▸ SOAL SINGKAT 1:
Kalikan setiap angka koordinat titik pada jawaban di daftar dengan 1,65, bulatkan ke bilangan bulat (setengah dibulatkan ke atas), lalu tulis lagi semua baris daftar beserta permintaannya. Ambil hanya baris dari baris yang memuat "Question. The picture above shows the mountain" sampai akhir daftar, kedua ujungnya ikut.

▸ TEKS HALAMAN:
Disinilah KPK harus bertindak, tidak sekedar mengungkap dan menangkapi kasus korupsi dan koruptor saja, juga diperlukan dimensi yang sinergis antara KPK dan rakyat yang bias dilakukan lewat pengumuman hasil tangkapan, atau pengumunan siapa saja lembaga terkorup, dan lain-lainnya, yang tentunya dibutuhkan ide kreatif dan cerdas dari KPK. Pun demikian KPK juga harus memberi semacam pelatihan atau pendidikan singkat yang mendalam (untuk mengantisipasi modus korupsi yang semakin berkembang) pada masyarakat umum, sehingga jika ada tanda akan terjadi tindak KKN di tempat yang tidak terjangkau oleh KPK, bisa diantisipasi dan digagalkan jika memungkinkan.

▸ SOAL SINGKAT 2:
Tampilkan lagi seluruh teks tentang KPK dan korupsi tanpa mengubah apa pun.

(Data penandaan lokasi)
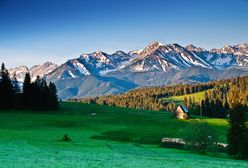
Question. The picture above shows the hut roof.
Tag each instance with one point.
(185, 110)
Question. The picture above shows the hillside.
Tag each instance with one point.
(102, 136)
(157, 64)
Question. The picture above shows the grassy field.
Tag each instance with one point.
(101, 136)
(179, 99)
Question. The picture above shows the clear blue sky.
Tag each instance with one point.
(35, 31)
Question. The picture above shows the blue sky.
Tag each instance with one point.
(35, 31)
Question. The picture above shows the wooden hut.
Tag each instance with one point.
(182, 112)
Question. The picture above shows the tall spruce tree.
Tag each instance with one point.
(7, 92)
(238, 133)
(27, 89)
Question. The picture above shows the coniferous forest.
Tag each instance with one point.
(37, 95)
(217, 100)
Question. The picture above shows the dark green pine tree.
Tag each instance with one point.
(27, 89)
(238, 134)
(7, 92)
(53, 96)
(17, 93)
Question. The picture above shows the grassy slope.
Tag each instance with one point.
(34, 139)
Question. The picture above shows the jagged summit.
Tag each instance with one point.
(102, 71)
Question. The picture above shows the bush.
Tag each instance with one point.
(200, 137)
(66, 138)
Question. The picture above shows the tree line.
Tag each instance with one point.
(37, 95)
(217, 99)
(148, 98)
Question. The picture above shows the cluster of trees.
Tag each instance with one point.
(217, 102)
(237, 136)
(218, 98)
(148, 98)
(35, 95)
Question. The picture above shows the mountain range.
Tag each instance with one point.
(157, 64)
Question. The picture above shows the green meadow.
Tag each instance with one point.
(101, 136)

▸ JAWABAN LENGKAP 1:
Question. The picture above shows the mountain range.
Tag each instance with one point.
(259, 106)
Question. The picture above shows the green meadow.
Tag each instance with one point.
(167, 224)

▸ JAWABAN LENGKAP 2:
Disinilah KPK harus bertindak, tidak sekedar mengungkap dan menangkapi kasus korupsi dan koruptor saja, juga diperlukan dimensi yang sinergis antara KPK dan rakyat yang bias dilakukan lewat pengumuman hasil tangkapan, atau pengumunan siapa saja lembaga terkorup, dan lain-lainnya, yang tentunya dibutuhkan ide kreatif dan cerdas dari KPK. Pun demikian KPK juga harus memberi semacam pelatihan atau pendidikan singkat yang mendalam (untuk mengantisipasi modus korupsi yang semakin berkembang) pada masyarakat umum, sehingga jika ada tanda akan terjadi tindak KKN di tempat yang tidak terjangkau oleh KPK, bisa diantisipasi dan digagalkan jika memungkinkan.